**Excerpt provided**.
******************************
Madeinusa is a brutal and beautiful Andean fairy tale, somehow both sophisticated and primitive. And that makes sense. The film marks the feature-length debut for director Llosa. It features more than several non-actors but boasts another stunning triumph for veteran cinematographer Raul Perez Ureta; perhaps the dominant eye of Cuban film for the last decade or so, having done such films as Suite Habana, La vida es silbar, and Pon tu pensamiento en mi, which is this writer’s personal favorite. In fact, Pon tu and Madeinusa also share a sense of the American marvelous real in that they tell stories of what we in modern, dominant, Western society would see as strange but do so without the trappings of fantasy. They simply tell their stories, abounding as they are with symbolism and rare events.

Madeinusa (mah-day-inn-OO-sah) Machuca lives in an Andean town called Manayaycuna (the town no one can enter) with her sister Chale and their father Cayo, the town’s mayor. (The mother of the Machuca house has moved to Lima.) As the town gears up for tiempo santo, the three days from Good Friday to Easter Sunday, a tall, white stranger from Lima stumbles into this ancient, indigenous town on foot — just in time for the beauty contest in which the town’s teenage girls, including the gorgeous Machuca sisters, dress up as la Virgen. The stranger, Salvador — who, incidentally, looks like traditional depitctions of pale, gaunt, bearded, long-haired Jesus — is then locked up in the Mayor’s house, with the assurance that it’s for his own good (some of the villagers wanted to kill him) and that they’ll release him at the end of the festival. But he escapes, y se mete en la mierda.
******************************
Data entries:
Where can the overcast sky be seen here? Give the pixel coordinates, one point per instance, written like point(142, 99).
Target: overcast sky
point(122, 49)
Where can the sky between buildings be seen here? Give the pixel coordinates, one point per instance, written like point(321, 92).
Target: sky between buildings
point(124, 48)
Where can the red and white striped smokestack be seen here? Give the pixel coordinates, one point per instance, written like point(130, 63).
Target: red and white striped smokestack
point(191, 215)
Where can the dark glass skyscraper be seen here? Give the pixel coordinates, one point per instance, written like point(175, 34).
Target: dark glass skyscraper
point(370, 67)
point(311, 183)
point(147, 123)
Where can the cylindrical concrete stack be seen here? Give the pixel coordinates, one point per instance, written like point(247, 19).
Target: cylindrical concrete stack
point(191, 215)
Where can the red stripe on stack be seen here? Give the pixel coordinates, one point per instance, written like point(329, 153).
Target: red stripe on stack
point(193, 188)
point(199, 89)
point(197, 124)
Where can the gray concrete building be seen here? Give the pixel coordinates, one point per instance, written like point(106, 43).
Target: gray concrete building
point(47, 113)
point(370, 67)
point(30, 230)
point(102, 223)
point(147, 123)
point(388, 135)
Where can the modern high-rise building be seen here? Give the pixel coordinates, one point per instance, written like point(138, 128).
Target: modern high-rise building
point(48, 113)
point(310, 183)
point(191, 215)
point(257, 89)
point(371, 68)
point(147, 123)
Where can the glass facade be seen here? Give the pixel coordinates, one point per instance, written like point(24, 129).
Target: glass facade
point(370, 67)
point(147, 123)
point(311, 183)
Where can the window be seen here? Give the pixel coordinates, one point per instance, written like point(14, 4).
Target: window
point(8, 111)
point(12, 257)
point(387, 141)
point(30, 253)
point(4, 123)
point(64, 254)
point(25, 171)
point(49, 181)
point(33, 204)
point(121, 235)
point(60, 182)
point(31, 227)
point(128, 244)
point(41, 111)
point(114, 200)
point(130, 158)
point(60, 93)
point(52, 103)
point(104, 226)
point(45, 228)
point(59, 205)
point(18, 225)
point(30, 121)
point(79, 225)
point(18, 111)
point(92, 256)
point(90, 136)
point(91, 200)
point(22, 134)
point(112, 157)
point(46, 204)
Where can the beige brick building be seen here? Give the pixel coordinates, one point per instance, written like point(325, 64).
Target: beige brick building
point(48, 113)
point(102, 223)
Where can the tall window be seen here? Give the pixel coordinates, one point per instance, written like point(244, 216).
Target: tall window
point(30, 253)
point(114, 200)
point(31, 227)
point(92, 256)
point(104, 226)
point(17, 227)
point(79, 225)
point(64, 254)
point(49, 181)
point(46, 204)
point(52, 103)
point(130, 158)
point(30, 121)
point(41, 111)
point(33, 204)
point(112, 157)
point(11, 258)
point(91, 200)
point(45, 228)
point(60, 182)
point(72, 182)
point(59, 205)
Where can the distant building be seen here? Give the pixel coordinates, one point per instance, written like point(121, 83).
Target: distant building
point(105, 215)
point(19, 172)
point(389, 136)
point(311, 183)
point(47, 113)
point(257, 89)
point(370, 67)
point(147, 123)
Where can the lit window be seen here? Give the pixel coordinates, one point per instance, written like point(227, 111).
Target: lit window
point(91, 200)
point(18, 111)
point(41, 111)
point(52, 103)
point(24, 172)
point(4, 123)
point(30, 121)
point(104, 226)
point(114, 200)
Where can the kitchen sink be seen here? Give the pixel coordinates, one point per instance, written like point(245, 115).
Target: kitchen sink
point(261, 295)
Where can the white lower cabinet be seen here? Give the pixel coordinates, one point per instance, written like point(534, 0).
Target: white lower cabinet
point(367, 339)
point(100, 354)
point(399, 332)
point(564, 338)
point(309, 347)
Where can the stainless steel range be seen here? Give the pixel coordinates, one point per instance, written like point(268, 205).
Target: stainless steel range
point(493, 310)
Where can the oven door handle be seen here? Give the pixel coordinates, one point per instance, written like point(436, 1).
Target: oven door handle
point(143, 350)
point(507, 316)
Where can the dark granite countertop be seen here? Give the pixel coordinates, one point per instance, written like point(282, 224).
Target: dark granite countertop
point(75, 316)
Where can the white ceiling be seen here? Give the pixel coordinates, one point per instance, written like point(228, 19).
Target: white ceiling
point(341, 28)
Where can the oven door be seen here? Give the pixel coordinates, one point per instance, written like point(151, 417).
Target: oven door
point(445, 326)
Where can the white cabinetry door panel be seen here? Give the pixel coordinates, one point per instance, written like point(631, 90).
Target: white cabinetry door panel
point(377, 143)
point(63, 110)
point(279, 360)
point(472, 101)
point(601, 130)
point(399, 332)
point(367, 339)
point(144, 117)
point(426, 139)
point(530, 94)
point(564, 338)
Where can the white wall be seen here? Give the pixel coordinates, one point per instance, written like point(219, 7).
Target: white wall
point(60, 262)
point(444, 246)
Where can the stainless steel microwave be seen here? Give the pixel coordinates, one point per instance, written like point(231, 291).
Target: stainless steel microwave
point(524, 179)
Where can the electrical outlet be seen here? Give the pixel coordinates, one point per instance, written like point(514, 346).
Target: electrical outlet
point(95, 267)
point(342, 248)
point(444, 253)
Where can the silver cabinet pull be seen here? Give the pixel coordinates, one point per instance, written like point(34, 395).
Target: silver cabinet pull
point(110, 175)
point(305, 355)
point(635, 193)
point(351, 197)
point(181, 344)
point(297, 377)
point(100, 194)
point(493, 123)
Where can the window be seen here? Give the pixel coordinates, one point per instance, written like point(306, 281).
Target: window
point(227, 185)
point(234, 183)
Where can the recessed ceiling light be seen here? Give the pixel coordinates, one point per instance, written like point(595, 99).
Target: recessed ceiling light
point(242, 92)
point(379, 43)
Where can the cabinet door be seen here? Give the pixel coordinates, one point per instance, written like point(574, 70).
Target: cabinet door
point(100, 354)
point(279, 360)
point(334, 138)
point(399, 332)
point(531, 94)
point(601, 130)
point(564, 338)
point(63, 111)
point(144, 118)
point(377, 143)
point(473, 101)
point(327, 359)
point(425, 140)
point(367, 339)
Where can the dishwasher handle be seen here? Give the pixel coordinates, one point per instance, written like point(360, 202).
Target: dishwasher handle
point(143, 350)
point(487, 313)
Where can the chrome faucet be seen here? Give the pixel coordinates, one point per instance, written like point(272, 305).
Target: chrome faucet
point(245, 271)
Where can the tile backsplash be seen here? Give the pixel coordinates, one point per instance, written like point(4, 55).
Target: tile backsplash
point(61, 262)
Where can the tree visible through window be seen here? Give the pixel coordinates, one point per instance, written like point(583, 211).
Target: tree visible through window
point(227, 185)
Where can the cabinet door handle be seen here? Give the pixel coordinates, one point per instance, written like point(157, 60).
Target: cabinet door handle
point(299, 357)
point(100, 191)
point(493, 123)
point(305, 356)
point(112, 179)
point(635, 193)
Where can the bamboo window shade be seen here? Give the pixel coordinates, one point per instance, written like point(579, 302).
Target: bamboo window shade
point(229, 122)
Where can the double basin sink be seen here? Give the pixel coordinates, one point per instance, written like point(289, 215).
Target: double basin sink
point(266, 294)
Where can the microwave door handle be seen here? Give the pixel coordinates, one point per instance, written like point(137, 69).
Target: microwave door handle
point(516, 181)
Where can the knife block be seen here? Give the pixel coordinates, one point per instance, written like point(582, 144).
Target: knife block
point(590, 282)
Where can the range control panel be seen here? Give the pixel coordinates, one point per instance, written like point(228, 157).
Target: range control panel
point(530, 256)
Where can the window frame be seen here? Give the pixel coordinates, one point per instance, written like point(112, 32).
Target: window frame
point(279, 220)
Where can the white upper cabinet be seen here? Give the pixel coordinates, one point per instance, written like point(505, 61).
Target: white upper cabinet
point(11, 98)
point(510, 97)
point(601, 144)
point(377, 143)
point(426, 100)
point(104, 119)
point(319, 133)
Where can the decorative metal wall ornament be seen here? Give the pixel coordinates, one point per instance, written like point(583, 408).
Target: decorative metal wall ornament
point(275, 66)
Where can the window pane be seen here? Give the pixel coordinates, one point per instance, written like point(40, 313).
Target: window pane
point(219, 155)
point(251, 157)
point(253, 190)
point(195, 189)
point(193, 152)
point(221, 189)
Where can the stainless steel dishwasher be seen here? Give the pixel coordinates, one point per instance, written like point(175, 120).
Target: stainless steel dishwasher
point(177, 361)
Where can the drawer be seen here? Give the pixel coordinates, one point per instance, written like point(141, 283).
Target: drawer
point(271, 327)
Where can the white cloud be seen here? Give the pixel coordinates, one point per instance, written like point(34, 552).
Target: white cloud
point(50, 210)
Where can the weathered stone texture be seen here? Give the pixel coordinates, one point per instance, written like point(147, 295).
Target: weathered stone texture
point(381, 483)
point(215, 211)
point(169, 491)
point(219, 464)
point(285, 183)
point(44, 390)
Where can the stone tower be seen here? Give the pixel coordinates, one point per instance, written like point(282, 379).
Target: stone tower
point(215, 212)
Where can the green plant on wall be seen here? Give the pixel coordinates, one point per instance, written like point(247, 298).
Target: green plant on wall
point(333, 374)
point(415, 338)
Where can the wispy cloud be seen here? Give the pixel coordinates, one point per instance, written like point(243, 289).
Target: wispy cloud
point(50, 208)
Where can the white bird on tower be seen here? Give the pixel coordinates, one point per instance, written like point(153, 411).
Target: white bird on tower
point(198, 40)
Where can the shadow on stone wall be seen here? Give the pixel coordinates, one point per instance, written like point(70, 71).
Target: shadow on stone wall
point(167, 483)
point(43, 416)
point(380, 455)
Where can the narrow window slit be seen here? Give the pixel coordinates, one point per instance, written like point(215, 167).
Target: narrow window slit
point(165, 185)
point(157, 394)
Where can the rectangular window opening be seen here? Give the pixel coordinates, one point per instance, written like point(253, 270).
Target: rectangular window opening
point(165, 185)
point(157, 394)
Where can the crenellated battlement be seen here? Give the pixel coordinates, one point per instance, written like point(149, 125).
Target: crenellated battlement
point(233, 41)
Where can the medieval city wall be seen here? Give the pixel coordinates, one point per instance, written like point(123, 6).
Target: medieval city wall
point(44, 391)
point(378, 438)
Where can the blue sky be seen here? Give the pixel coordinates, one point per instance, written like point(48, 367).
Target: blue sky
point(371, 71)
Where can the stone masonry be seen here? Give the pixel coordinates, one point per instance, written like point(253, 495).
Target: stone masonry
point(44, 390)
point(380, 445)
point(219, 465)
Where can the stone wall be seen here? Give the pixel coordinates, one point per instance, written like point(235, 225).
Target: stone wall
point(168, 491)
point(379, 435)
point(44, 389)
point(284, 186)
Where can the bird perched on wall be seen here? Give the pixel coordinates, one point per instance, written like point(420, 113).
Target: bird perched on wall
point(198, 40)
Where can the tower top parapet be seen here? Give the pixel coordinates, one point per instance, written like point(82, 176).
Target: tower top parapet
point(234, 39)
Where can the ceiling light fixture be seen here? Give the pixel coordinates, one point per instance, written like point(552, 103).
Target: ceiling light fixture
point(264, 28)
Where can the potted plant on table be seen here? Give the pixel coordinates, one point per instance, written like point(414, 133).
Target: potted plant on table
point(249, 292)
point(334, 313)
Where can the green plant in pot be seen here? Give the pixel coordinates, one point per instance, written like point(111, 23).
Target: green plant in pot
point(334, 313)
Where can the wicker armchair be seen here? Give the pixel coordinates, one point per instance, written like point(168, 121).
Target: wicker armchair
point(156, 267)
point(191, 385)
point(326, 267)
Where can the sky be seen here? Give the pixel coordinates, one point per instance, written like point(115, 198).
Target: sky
******************************
**To do**.
a – Print the portion of the Madeinusa review starting at "Madeinusa is a" and ending at "and rare events.".
b – Proceed with the review of the film Madeinusa, picking up right after its final sentence.
The items above are separate material and do not belong to the review of the film Madeinusa.

**Answers for this exercise**.
a –
Madeinusa is a brutal and beautiful Andean fairy tale, somehow both sophisticated and primitive. And that makes sense. The film marks the feature-length debut for director Llosa. It features more than several non-actors but boasts another stunning triumph for veteran cinematographer Raul Perez Ureta; perhaps the dominant eye of Cuban film for the last decade or so, having done such films as Suite Habana, La vida es silbar, and Pon tu pensamiento en mi, which is this writer’s personal favorite. In fact, Pon tu and Madeinusa also share a sense of the American marvelous real in that they tell stories of what we in modern, dominant, Western society would see as strange but do so without the trappings of fantasy. They simply tell their stories, abounding as they are with symbolism and rare events.

b –
The thing about this festival is that the town believes that since Jesus was dead during those three days before Resurrection, nothing is a sin because He can’t see them. They’re free to sleep with each other’s spouses, fight, maim, hump their daughters, do whatever they want without fear of divine retribution. But the film is not pure carnality.

The details of ritual and symbolism and the undercurrent of genuine, universal, human issues really pull this film through to a deep level. The religious observances are very specific: The film tells us to watch closely from the amazing opening sequence (no dialogue in the first six-and-a-half minutes!) of super-tight shots of Madeinusa’s hands, her hip, the back of her neck, as she works in the kitchen, singing a Quechua (or Aymara) song. Later we see an old man who sits in the middle of town, judging time by the sun and the stars and manually changing a “clock” by flipping numbered pieces of paper; there’s the act of parading Made/la Virgen around like a statue, then removing the idol of Jesus from the wall of the church and blindfolding Him, all done with deserved solemnity and importance. The villagers mark out a large, colorful cross on the ground around the old man, the body of which sports symbols — la Sagrada Corazon, a sword, pincers, dice. There’s an amazing tie-cutting ceremony for the men. Everything has its process.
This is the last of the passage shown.